◆ **WHAT YOU WILL DO**:
Rewrite the records from the line containing "target: yellow light" through the line containing "[[17,73],[17,70],[14,70],[14,73]]", both lines included and requests kept, raising every vertex coordinate in the answers by 141. Omit the pictures from your reply.

* start ENTRIES *

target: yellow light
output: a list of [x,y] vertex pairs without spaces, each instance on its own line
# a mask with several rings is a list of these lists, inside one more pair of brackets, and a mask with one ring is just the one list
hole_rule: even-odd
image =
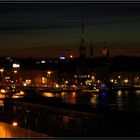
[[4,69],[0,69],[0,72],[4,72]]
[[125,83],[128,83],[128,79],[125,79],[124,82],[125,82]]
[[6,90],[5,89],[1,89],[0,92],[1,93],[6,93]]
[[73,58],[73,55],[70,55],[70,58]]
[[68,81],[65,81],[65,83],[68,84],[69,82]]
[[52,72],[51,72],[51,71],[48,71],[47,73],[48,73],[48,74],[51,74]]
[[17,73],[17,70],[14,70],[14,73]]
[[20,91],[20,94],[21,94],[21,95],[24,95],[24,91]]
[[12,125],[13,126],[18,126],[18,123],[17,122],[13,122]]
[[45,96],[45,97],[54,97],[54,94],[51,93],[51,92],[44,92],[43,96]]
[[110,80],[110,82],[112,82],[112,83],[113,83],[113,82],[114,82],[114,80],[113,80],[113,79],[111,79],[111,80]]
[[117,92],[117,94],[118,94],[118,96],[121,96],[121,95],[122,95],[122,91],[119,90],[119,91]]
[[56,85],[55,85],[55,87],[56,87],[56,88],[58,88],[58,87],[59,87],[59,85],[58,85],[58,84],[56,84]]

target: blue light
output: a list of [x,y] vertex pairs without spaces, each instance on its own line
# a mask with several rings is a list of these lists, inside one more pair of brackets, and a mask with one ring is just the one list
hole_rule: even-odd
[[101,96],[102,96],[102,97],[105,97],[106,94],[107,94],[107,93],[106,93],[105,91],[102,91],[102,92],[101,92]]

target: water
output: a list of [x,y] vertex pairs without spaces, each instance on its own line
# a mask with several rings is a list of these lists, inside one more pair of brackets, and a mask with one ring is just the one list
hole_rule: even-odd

* end ENTRIES *
* start ENTRIES *

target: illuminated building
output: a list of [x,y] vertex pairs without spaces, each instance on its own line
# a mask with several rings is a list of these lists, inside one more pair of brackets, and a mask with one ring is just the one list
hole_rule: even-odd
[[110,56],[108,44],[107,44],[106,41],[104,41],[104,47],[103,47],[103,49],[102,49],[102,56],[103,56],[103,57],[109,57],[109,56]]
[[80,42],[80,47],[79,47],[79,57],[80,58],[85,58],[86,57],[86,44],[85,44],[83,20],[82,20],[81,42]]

* end ENTRIES *

◆ **FINAL RESULT**:
target: yellow light
output: a list of [x,y] vertex pairs without spaces, each instance on its own line
# a mask with several rings is a list of these lists, inside one more pair of brackets, and a mask with one ring is just the one list
hole_rule: even-odd
image =
[[145,210],[141,210],[141,213],[145,213]]
[[266,224],[269,224],[269,220],[266,220],[265,223],[266,223]]
[[147,231],[146,230],[142,230],[141,233],[142,234],[147,234]]
[[214,199],[214,196],[211,196],[211,199]]
[[209,222],[206,222],[206,224],[209,225],[210,223]]
[[193,213],[192,213],[192,212],[189,212],[188,214],[189,214],[189,215],[192,215]]
[[158,214],[158,211],[155,211],[155,214]]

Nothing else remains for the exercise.